課題の説明: 子宮外妊娠の診断に関する文章のうち、「子宮の中に胚が着床した、とい」で始まり「合は、診断が難しくなります。」で終わるまでの部分を、一字も変えずに写して返すこと。

抜粋箇所:

----------------------------------------

子宮外妊娠の診断について

子宮外妊娠の診断について

医師の田口です。

自然妊娠での子宮外妊娠の発生率は1%程度と言われている一方、体外受精での子宮外妊娠の発生率は5%程度と高いと言われています。体外受精に至った原因に卵管の機能異常によるものが相当程度あるので、そのような例では子宮外妊娠が発生しやすいからのではないかと推察されます。

さて、つい先日も当院で、体外受精妊娠後の子宮外妊娠疑いで高次医療機関を受診いただいた方がいました。転院直後、受診先で子宮内に胎嚢が見つかり、子宮内妊娠と分かって一安心。ほっとするやら、患者さんを不安にさせて申し訳ないやら、紹介先医療機関に対しても手を煩わせてしまって肩身が狭いやら、という状況でした。実は年に1~2度、同様のことがあります。どうしてこのようなことが起こるのか、理由(言い訳?)を書きますね。

子宮の中に胚が着床した、という証明は、超音波検査による肉眼での判断しかありません。それも、ある程度の大きさになってからでないと、判断がつかないことも多いのです。子宮内の構造で胎嚢でないものが胎嚢に見えたりしますし、筋腫などの影響で観察しにくいこともあります。はっきりと「これが胎嚢です」といえるのは、サイズ10mm程度になってからです。所見が分かりにくくても、成長が順調なら日々大きくなるので、1~2日経つと所見が全く変わります。しかし、成長が良くない場合は、診断が難しくなります。

----------------------------------------

写真に基づく参照表現のデータ
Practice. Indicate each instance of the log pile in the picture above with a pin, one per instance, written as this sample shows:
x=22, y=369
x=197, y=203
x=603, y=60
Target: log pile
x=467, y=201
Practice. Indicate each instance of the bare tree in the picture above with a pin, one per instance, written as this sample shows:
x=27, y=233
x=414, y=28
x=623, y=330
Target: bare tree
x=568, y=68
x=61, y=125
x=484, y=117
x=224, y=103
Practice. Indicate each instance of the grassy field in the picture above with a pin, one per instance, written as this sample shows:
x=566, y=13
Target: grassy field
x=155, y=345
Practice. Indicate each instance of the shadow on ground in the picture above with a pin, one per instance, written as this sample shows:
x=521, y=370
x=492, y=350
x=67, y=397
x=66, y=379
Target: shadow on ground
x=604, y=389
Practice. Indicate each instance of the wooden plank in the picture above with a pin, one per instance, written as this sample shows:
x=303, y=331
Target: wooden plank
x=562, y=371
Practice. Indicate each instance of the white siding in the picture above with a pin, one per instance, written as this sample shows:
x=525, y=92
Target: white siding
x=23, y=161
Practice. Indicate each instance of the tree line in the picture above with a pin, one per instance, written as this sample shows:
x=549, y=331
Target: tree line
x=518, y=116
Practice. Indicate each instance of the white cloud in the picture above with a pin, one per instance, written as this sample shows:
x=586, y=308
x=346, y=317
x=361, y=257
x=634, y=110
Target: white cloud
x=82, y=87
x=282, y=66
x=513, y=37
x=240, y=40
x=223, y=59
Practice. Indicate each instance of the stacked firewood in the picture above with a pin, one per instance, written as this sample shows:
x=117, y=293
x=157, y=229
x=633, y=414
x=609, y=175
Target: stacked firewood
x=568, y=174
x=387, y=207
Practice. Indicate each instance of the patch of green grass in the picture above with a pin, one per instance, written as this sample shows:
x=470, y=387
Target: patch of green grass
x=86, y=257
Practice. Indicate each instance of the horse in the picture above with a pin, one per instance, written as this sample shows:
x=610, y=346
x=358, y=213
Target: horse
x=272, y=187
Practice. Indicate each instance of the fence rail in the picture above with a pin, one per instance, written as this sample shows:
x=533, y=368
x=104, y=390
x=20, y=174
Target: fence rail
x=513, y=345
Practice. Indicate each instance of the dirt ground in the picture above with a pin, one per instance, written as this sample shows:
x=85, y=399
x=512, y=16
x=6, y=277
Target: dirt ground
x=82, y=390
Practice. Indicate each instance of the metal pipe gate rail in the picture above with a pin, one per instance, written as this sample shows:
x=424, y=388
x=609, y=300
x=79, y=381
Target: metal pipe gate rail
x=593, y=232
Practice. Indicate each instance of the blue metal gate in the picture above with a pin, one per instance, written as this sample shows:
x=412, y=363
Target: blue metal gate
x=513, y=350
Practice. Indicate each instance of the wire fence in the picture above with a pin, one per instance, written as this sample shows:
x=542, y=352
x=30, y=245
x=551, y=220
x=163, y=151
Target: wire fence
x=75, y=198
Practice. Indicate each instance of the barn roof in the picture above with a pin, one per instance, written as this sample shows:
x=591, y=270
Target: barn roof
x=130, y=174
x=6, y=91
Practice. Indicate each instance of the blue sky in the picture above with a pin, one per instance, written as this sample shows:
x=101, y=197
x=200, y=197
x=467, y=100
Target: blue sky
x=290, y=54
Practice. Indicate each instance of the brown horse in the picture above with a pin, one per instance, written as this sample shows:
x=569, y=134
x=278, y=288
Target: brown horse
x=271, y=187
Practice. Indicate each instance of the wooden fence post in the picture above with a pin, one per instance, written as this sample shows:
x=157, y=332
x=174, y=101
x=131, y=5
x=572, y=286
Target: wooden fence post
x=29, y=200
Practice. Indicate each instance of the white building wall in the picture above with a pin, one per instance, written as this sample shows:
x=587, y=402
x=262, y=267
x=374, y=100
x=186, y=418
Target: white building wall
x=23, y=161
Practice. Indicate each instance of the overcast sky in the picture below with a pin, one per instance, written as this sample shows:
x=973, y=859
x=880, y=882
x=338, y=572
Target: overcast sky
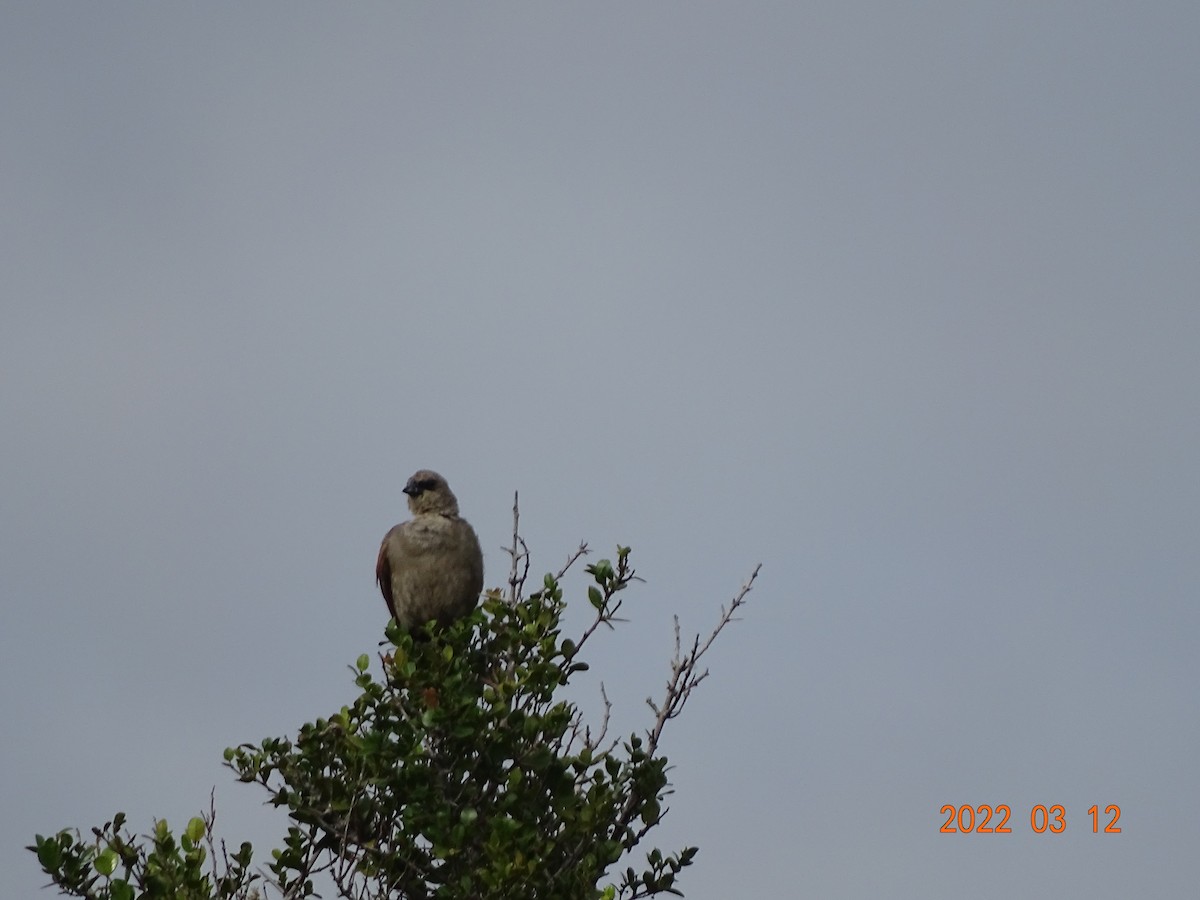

----------------------------------------

最終回答:
子宮の中に胚が着床した、という証明は、超音波検査による肉眼での判断しかありません。それも、ある程度の大きさになってからでないと、判断がつかないことも多いのです。子宮内の構造で胎嚢でないものが胎嚢に見えたりしますし、筋腫などの影響で観察しにくいこともあります。はっきりと「これが胎嚢です」といえるのは、サイズ10mm程度になってからです。所見が分かりにくくても、成長が順調なら日々大きくなるので、1~2日経つと所見が全く変わります。しかし、成長が良くない場合は、診断が難しくなります。